Records excerpted from a collection
▶

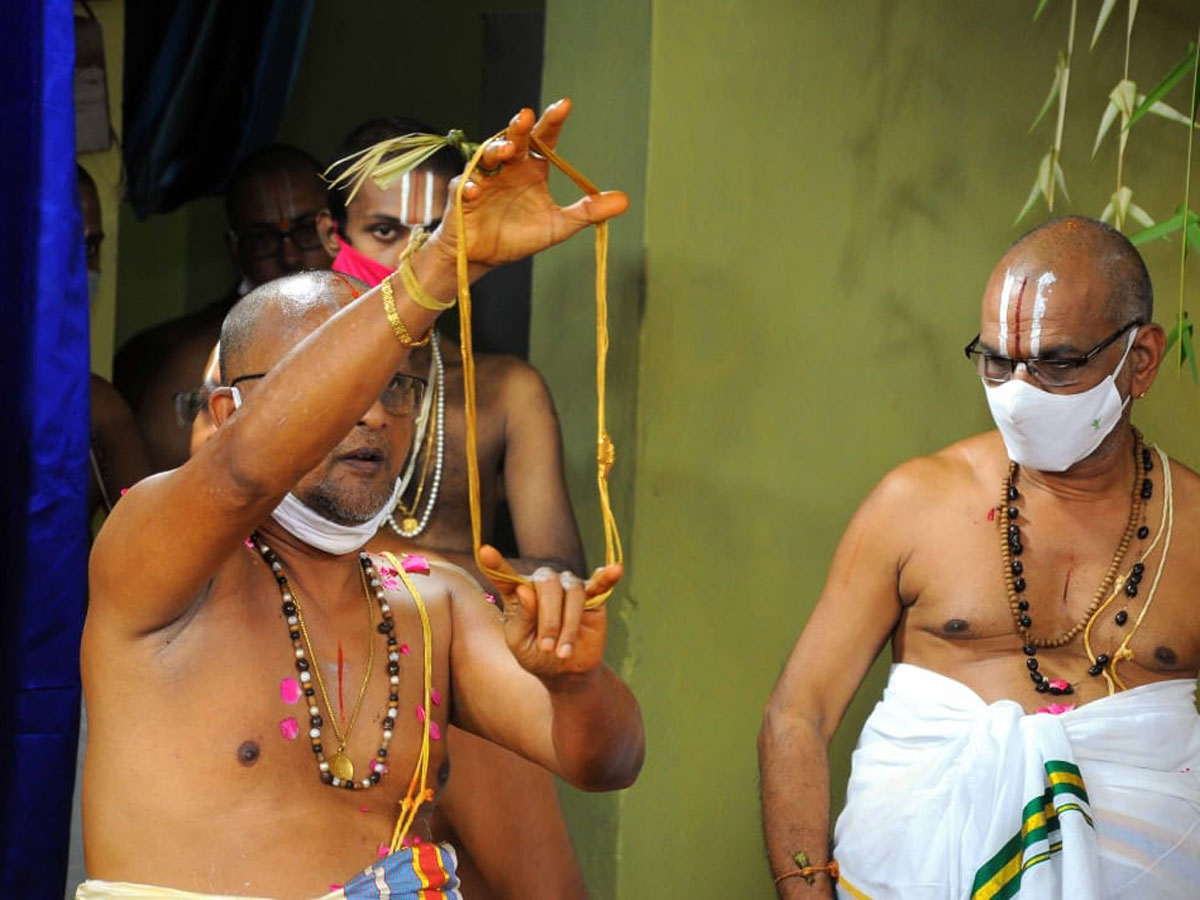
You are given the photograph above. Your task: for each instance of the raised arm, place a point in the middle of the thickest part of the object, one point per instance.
(534, 485)
(533, 679)
(198, 514)
(857, 611)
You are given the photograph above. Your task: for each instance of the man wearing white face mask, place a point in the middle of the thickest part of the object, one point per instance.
(1038, 736)
(263, 699)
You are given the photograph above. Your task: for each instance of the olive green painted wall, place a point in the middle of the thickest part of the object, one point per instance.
(820, 195)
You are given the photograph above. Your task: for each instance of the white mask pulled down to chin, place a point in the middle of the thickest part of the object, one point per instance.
(1051, 432)
(301, 521)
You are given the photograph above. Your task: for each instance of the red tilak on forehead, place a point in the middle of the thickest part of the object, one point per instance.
(1017, 319)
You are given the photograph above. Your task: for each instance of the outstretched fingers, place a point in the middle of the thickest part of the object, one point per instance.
(550, 125)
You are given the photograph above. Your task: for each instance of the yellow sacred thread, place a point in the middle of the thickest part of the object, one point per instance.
(418, 792)
(605, 448)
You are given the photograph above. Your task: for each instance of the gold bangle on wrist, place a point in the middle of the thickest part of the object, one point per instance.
(397, 325)
(417, 293)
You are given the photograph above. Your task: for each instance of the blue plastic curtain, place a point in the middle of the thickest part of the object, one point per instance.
(205, 83)
(43, 448)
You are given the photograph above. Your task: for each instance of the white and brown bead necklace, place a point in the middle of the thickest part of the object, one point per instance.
(1011, 547)
(337, 771)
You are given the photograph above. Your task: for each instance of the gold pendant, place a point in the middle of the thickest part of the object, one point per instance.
(341, 766)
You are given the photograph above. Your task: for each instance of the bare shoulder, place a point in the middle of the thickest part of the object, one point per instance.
(966, 466)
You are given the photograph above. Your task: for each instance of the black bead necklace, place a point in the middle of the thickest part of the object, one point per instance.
(337, 773)
(1011, 547)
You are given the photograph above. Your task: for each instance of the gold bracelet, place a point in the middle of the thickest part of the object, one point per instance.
(418, 294)
(397, 325)
(809, 871)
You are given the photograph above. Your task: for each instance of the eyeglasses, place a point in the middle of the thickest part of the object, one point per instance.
(401, 396)
(1057, 372)
(189, 406)
(263, 241)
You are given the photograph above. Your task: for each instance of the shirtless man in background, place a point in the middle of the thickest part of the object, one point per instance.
(1023, 577)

◀

Your instructions: Print all entries exactly. The images do not belong in the copy.

Solution to this problem:
You are given the photograph above. Your task: for each instance of the raised arm, place a point in the middle of the thickest part of the object, one point per instance.
(534, 485)
(533, 679)
(198, 514)
(857, 611)
You are given the photograph above. Your task: for each instance of the man wearing white face mask, place a point in the middle of the thickest part of the object, one point per instance.
(1038, 736)
(263, 699)
You are given the photograph above. Your task: for each instance of the olive green painted wall, place a point in the middle of the thickest part of the object, one point per instance.
(820, 195)
You are given the photograph above. Your task: for each instance of the white mask pulled down to chin, place a point in the middle of the thickest part of the object, one point per instance.
(1051, 432)
(301, 521)
You are given the photograph above. Your task: for each instance of the red tilak on forehead, place a point in the middle of the thickest part of the object, one point per instance.
(1017, 319)
You are given the photograph above. Your task: for each instance of the outstretched fingers, place a point in the middle of the thickest part of the object, one point per instance.
(550, 125)
You are given the photograph above. Your task: for each instance of the yellow sacred thread, place a point in the middle of the thickest part of the object, one point per instance.
(418, 792)
(605, 448)
You are given the photograph above. Your task: for each instance of the gold bangle on wrist, place a point in the middle of the thickest part of the object, one point per instance.
(397, 325)
(417, 293)
You are given the photograph above. Your task: for each instance of the blue plastic curtain, place a point in the middle of the thickest part of the object, one point per instance.
(205, 83)
(43, 448)
You are given the photograph above. Your task: for each instance of the white and brown bead necklace, place a point in the middle of the thickest part of the object, one point per instance.
(1011, 547)
(337, 771)
You are given the photograph above. Your task: for each instance of the gold pendant, place a point in the middle of the thickest part of the object, one point per instance.
(341, 766)
You are given the photograph above. Your task: for each instance of the bare shoulder, place a point in the middle of the thickest part of the object, one point per instance.
(966, 466)
You are given the photograph above. Your task: for each instance of the black bead necklace, place a point in the middle of the thickest part of the object, one point per instance.
(337, 773)
(1011, 547)
You are given the photograph above. Your task: for each instance of the gold bracelet, place a point in the middle of the thickest part of the object, one point per instance.
(418, 294)
(397, 325)
(809, 871)
You are given the photograph above. Your task: for each instance of the eyeglasses, place a point in the middle of the thickest part of the object, one point per instance.
(401, 396)
(1057, 372)
(189, 406)
(263, 241)
You are given the photograph above. Your task: for each instance of the shirtless man in background, place a point in the middle of the thickest part of the object, one point per instance.
(1023, 577)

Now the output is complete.